Items from a data source:
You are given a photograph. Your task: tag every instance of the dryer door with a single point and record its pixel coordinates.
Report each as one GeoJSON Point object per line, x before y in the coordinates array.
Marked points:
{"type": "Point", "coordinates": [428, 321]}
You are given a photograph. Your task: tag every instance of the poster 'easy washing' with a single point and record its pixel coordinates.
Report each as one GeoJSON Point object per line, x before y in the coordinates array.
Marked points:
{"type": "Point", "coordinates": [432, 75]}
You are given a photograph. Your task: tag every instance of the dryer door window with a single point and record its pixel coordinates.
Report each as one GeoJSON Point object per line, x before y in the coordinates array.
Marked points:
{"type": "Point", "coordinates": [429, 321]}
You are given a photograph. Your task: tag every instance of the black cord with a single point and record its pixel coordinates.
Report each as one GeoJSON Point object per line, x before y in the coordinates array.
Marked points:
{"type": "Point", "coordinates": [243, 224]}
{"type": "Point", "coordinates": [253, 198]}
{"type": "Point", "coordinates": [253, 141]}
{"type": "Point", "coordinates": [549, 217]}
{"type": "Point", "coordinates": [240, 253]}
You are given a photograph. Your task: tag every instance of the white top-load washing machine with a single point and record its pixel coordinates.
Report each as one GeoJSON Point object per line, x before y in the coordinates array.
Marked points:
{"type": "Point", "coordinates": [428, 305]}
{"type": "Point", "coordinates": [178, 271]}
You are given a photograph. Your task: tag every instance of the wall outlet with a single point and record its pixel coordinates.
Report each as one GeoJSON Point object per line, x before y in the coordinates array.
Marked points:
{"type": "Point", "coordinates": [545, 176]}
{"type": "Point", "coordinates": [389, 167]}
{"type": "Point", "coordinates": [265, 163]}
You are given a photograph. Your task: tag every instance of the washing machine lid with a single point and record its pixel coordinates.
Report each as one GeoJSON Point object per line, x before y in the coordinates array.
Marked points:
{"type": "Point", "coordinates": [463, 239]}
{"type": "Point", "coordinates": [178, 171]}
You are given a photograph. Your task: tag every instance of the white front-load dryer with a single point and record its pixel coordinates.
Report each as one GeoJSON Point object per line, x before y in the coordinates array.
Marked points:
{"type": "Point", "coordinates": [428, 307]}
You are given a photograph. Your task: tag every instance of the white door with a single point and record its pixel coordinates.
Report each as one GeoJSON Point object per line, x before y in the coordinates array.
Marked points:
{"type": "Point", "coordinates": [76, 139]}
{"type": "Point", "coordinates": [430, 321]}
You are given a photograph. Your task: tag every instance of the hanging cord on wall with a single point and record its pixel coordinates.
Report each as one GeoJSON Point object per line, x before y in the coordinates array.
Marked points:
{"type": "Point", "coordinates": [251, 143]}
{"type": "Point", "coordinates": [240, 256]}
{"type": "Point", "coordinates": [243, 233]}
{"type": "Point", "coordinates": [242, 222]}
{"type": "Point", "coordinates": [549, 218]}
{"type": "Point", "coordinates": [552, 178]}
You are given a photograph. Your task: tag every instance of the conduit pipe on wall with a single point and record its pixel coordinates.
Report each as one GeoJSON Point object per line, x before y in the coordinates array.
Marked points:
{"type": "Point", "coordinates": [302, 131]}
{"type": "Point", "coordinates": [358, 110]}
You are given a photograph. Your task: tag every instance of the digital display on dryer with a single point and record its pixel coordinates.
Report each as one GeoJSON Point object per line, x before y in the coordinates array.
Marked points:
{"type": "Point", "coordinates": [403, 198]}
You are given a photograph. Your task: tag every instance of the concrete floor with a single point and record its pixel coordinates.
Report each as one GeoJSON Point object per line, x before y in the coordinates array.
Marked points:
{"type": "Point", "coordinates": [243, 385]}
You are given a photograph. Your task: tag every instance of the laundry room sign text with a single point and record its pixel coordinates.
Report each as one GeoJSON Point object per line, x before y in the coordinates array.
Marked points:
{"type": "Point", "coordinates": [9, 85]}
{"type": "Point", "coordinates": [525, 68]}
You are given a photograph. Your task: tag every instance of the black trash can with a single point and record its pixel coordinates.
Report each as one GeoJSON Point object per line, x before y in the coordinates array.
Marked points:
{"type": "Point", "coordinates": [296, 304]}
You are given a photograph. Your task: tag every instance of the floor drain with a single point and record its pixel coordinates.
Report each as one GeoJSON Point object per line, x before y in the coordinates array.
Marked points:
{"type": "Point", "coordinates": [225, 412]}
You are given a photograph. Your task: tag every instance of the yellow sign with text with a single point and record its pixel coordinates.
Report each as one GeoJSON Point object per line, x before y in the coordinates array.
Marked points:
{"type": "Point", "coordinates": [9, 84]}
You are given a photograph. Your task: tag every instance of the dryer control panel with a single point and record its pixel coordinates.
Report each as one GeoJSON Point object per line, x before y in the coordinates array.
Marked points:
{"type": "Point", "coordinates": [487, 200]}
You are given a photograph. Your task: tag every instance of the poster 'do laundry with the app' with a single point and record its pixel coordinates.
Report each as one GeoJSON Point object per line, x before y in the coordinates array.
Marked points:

Your assignment:
Transcribe the data above in its entirety, exactly.

Answer to the exercise:
You are given a photograph. Your task: tag every instance of the dryer door with a single point and record its pixel coordinates.
Report each as one GeoJSON Point object per line, x before y in the coordinates array.
Marked points:
{"type": "Point", "coordinates": [428, 321]}
You are given a photograph. Your task: tag every instance of the poster 'easy washing' with a single point and record its pixel coordinates.
Report each as one GeoJSON Point object per line, x before y in the coordinates array.
Marked points:
{"type": "Point", "coordinates": [432, 75]}
You are given a photograph. Your task: tag every instance of the dryer door window with a single point and record its pixel coordinates.
Report each as one GeoJSON Point object per line, x before y in the coordinates array.
Marked points:
{"type": "Point", "coordinates": [429, 321]}
You are given a photograph. Your task: tag every instance of the black cord with a single point and record its pixel coordinates.
Report each as one GeoJSON Point object per line, x before y in the coordinates array.
Marked points:
{"type": "Point", "coordinates": [243, 224]}
{"type": "Point", "coordinates": [253, 198]}
{"type": "Point", "coordinates": [253, 141]}
{"type": "Point", "coordinates": [549, 217]}
{"type": "Point", "coordinates": [240, 253]}
You are given a photograph. Your task: tag every instance of the white top-load washing machine with a single point and record its pixel coordinates.
Report each as one GeoJSON Point object per line, x before y in the coordinates array.
Marked points:
{"type": "Point", "coordinates": [428, 305]}
{"type": "Point", "coordinates": [178, 271]}
You are given a photograph. Your task: tag every instance of the wall outlet with a single point and record its pixel coordinates.
Report each as one GeoJSON Point object per line, x before y in the coordinates array.
Marked points:
{"type": "Point", "coordinates": [545, 176]}
{"type": "Point", "coordinates": [389, 167]}
{"type": "Point", "coordinates": [265, 163]}
You are given a photograph. Your task: tag every instance of the washing machine lid with a single point and record its pixel coordinates.
Report each as one GeoJSON Point object per line, x before y in the coordinates array.
Marked points:
{"type": "Point", "coordinates": [463, 239]}
{"type": "Point", "coordinates": [178, 171]}
You are given a photograph. Your task: tag every instance of the white front-load dryer with a single point and record its pixel coordinates.
Report each as one GeoJSON Point object per line, x before y in the coordinates array.
Marked points:
{"type": "Point", "coordinates": [428, 307]}
You are given a photograph. Your task: tag every instance of the white door with a single point and record its pixel coordinates.
Report each as one GeoJSON Point object per line, x before y in the coordinates array.
Marked points:
{"type": "Point", "coordinates": [76, 139]}
{"type": "Point", "coordinates": [430, 321]}
You are given a photograph. Your task: tag every instance of the hanging cord on wall with a single point and record its pixel coordinates.
Report each as one GeoJSON Point object per line, x before y in the coordinates array.
Marked points:
{"type": "Point", "coordinates": [251, 143]}
{"type": "Point", "coordinates": [240, 256]}
{"type": "Point", "coordinates": [243, 233]}
{"type": "Point", "coordinates": [242, 222]}
{"type": "Point", "coordinates": [549, 218]}
{"type": "Point", "coordinates": [552, 178]}
You are given a photograph. Your task: tag every instance of the conduit pipe on wall with a single point and record its pixel coordinates.
Report each as one GeoJSON Point object per line, x before y in the coordinates array.
Marked points:
{"type": "Point", "coordinates": [302, 131]}
{"type": "Point", "coordinates": [358, 110]}
You are given a photograph. Your task: tag every instance of the digital display on dryer with a single point and record its pixel coordinates.
Report each as one GeoJSON Point object per line, x before y in the coordinates array.
Marked points:
{"type": "Point", "coordinates": [403, 198]}
You are given a photograph. Your task: tag every instance of the concrete floor with a single point and record its pixel coordinates.
Report each as one GeoJSON Point object per line, x before y in the coordinates array.
Marked points:
{"type": "Point", "coordinates": [243, 385]}
You are given a photograph. Your task: tag every instance of the laundry room sign text with a single point and record its pixel coordinates.
Report each as one GeoJSON Point object per line, x before y in the coordinates array.
Marked points:
{"type": "Point", "coordinates": [9, 85]}
{"type": "Point", "coordinates": [525, 68]}
You are given a photograph. Your task: tag every instance of the black trash can with a single point and record its pixel coordinates.
Report each as one GeoJSON Point object per line, x before y in the coordinates array.
Marked points:
{"type": "Point", "coordinates": [296, 304]}
You are given a photograph. Your task: tag every instance of the floor drain with a single point and record its pixel coordinates.
Report each as one GeoJSON Point object per line, x before y in the coordinates array.
Marked points:
{"type": "Point", "coordinates": [225, 412]}
You are given a photograph. Your task: tag every instance of the yellow sign with text with a single point and record its pixel coordinates.
Report each as one GeoJSON Point object per line, x before y in the coordinates array.
Marked points:
{"type": "Point", "coordinates": [9, 84]}
You are given a photograph. Your task: tag every instance of the dryer control panel with a single point and record its pixel coordinates.
Report each as one GeoJSON Point object per line, x before y in the coordinates array.
Marked points:
{"type": "Point", "coordinates": [487, 200]}
You are given a photograph. Your task: tag every instance of the poster 'do laundry with the app' with a single point and record its pixel coordinates.
Report each as one GeoJSON Point object per line, x before y in the coordinates array.
Marked points:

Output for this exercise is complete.